* begin Source *

Black turnout set record highs eight years ago and then again in 2012 when their turnout was higher than whites for the first time ever. But pollsters in 2016 may be discounting the extent to which blacks were motivated by the opportunity to voting for Barack Obama, a review from The Daily Caller News Foundation’s Investigative Group suggests.

Polls can be influenced as much by the assumptions pollsters make about the demographic makeup of turnout as they are by the actual answers people give when asked about their voting preferences. In the swing state of Virginia, there is evidence that polls favoring Clinton could go the other way if more realistic assumptions about black turnout are used.

Blacks make up 19 percent of Virginia’s population and they cast 20 percent of the votes in that state in 2012, voting overwhelmingly for Obama’s second term. Most pollsters of the state think that blacks will vote at the same rate in 2016. The number is especially high since one in four black men in Virginia is a felon and can’t vote.

Roanoke, Christopher Newport, and the Times Picayune polls all assume black turnout of 20 percent in Virginia for 2016. The PPP and CBS/YouGov surveys have it at 19 percent. A September Quinnipiac University poll had it at 20 percent.

An October poll by Emerson College was used to push the narrative that Republican nominee Donald Trump was falling far behind Democrat Hillary Clinton. But the turnout model used by Emerson pollsters assumed blacks would make up even more than 20 percent of votes in Virginia.

The poll found that Clinton was leading Trump in the state by three percentage points. L2political.com, which sells voter data, puts the number of active registered black voters at 14.7 percent. The disparity is enough to flip the results of the poll from Clinton to Trump.

The day the Emerson results were published, the Trump campaign reportedly pulled many resources out of Virginia, where Republicans have traditionally been competitive, because the polls made it seem like a losing battle.

The current situation in Virginia recalls the state’s notorious 2014 Senate race in which bad polling turned into a self-fulfilling prophesy as Democrat Sen. Mark Warner sought re-election against Republican Ed Gillespie. The RealClearPolitics average of polls just before election day had Warner up by 9.7 percent.

Roanoke College had Warner up by 12 points, and CBS News/New York Times and the University of Mary Washington had him up 10 points. A September 2014 poll from Christopher Newport University, a taxpayer-funded college, had Warner up by 22 points. Hampton University, a historically black college, announced that it had conducted a poll in the race, then mysteriously never released it.

* end Source *
* begin Records for the exercise *

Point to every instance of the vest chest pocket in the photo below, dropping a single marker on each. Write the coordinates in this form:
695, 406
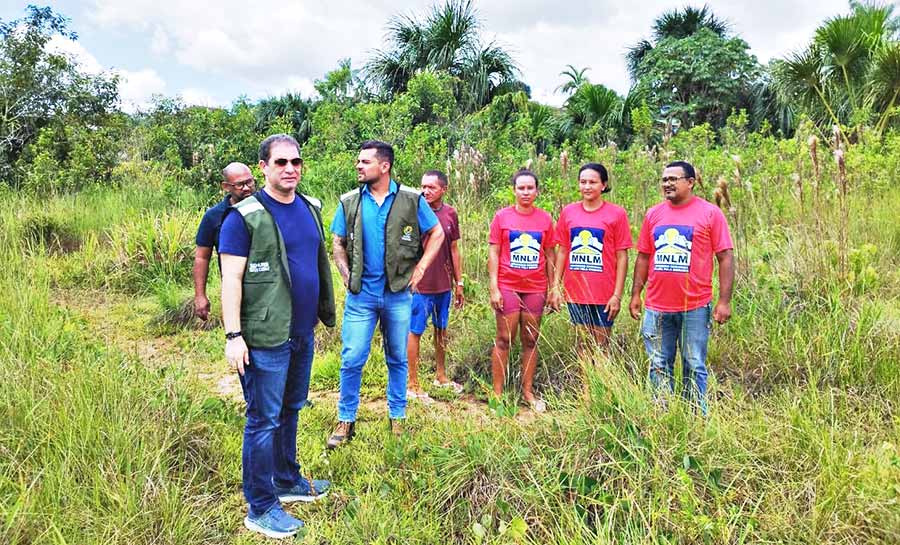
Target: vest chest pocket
258, 272
408, 249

* end Records for the exercise *

* [Things to do]:
**1)** Show every line of the records that contains the word "pocket", copying each such line in full.
**2)** Resume the article on pollsters' assumptions about black turnout in Virginia, continuing on from its final sentence.

* [Answers to each task]:
**1)**
Point to every instance of the vest chest pocket in the photo below, dropping a single marker on each. Write the coordinates in this form:
Target: vest chest pocket

**2)**
State Republican officials had stopped running ads for Gillespie and many GOP voters stayed home, thinking the race was a foregone conclusion. Warner won, but by less than 1 percent. A shift of only a few thousand votes would have tipped the scales in Gillespie’s favor.

“I want an investigation of the polls in Virginia,” University of Virginia political science professor Larry Sabato said after the election.

The New York Times ascribed the huge polling miss to turnout in Democratic areas being lower than the pollsters anticipated.

The narrative of Clinton leading Trump by margins slightly larger than the three-point margin of error has been dominant since last summer’s nomination conventions, but some pollsters and politicos are beginning to acknowledge that their assumptions about black turnout were incorrect.

Early voting indicates that black voters are voting less. It also shows that whites are casting more early votes than in 2012 in critical states like North Carolina and Ohio. In Virginia, majority-black areas like Portsmouth and Hampton Roads have the lowest early voting numbers.

Quinnipiac lowered its black turnout estimate from 20 percent in its September poll to 16 percent in its most recent one. Quinnipiac did not respond to TheDCNF’s request for comment on its rationale. (In a press release, Quinnipiac noted that regardless of how high or low Democratic turnout is, poll results are also influenced by the fact that many Republicans don’t support Trump.)

RMG’s Oct. 30 poll put black turnout at a more conservative 15 percent and found the race to be far closer than the others, with Clinton up by only four points.

It would be possible for blacks to vote in fewer numbers than 2012 but still vote at higher rates than their portion of the population if huge numbers of whites stay home because they are disgusted by both candidates. Still, even if registering in 2008 or 2012 lowered the barrier to participation in 2016, the dramatic, sustained increase predicted by some pollsters seems to risk misinterpreting the cause of blacks’ enthusiasm in the Obama elections.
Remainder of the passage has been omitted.